Would you output the whole listing below, exactly as it reads?

▽

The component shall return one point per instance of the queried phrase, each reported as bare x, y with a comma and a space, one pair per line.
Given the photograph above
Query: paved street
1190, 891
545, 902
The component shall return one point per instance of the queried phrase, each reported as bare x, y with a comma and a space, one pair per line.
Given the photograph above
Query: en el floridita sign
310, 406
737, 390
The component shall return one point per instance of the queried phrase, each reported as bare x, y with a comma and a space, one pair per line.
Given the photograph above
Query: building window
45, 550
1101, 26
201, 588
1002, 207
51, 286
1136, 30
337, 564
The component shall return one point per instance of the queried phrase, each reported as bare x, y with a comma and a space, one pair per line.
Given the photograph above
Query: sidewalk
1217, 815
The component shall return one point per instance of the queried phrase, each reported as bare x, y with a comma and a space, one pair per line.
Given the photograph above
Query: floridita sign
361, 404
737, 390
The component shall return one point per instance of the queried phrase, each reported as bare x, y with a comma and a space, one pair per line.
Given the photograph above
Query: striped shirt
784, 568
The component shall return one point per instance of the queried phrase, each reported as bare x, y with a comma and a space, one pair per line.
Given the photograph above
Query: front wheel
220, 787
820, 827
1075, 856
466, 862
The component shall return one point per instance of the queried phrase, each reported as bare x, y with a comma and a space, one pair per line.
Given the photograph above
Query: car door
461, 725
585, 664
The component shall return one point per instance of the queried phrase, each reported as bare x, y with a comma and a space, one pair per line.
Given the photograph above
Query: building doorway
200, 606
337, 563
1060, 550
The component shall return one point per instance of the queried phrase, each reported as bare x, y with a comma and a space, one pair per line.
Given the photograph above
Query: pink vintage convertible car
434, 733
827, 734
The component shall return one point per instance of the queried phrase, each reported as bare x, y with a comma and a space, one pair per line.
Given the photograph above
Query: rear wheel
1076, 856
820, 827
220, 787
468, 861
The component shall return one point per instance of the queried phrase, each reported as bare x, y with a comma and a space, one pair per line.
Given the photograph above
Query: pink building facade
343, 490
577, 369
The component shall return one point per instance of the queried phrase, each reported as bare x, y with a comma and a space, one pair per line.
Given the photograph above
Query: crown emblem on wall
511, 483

△

#### Problem solution:
The component shall return one point per instance of the queried phrase, each reported as bare x, y with a comma and a space, one pair per line.
Given the photograph above
Query: paved street
1190, 891
545, 902
The component shall return one point per instance of the queried phrase, each reported as bare x, y with a comma and a space, one pair per line.
Given the photograph above
Query: en el floridita sign
310, 406
737, 390
The component shall return one point per instance of the queried phrase, each reported as bare x, y with a comma and a space, one pair per line.
Given the photograph above
Query: building window
45, 550
1101, 26
201, 588
1002, 207
51, 286
1136, 30
337, 564
The component shall return one point per instance of the queried phrase, each reported as bare x, y with a comma and a space, one pair per line.
Given the photograph above
Query: sidewalk
1217, 815
The component shall return one point per instance of the queried phrase, each reported as bare x, y with a comma and a space, one pair per line.
Given the photograph above
Query: floridita sign
361, 404
737, 390
The component shall return one point per instance of the queried phrase, each reported as bare x, y with a comma and a space, one pair per line.
Given the photograph above
Query: striped shirt
784, 568
The component shall return one point per instance of the queried phrase, each reported as bare x, y with a comma and a space, one pair per line.
Given the photograph above
Query: front wheel
220, 787
820, 827
1075, 856
466, 862
The component shall return one point per instance of the queried phrase, each reported as bare x, y with a comma and a space, one pair per line.
Given the photograph above
Query: car door
461, 725
585, 664
The component shall return one point per instance of the queried phrase, each reported as bare x, y with a comma and a space, one pair per line.
Given the photograph above
Query: building doorway
200, 606
337, 563
1060, 550
The component shall return one point per instance of the queried phrase, each reported as bare x, y with a comma and a space, one pair per line.
Given the photograph above
Query: pink vintage convertible car
434, 733
827, 734
The component shall return one point per instance of the queried phrase, each reported as bare x, y with a comma and a space, one pair per line.
Given the photograph above
Query: rear wheel
1076, 856
820, 827
220, 787
468, 861
The component shall return one point per instance of the queried phrase, each reported as bare x, y with a comma and a space, one pair per line.
Given the photograph above
Query: pink building facade
343, 490
577, 369
The component shall return one point per instance of the queried phrase, each reported as bare x, y with a comma and a space, one pair per line.
Given the photograph above
Query: crown emblem on wall
511, 483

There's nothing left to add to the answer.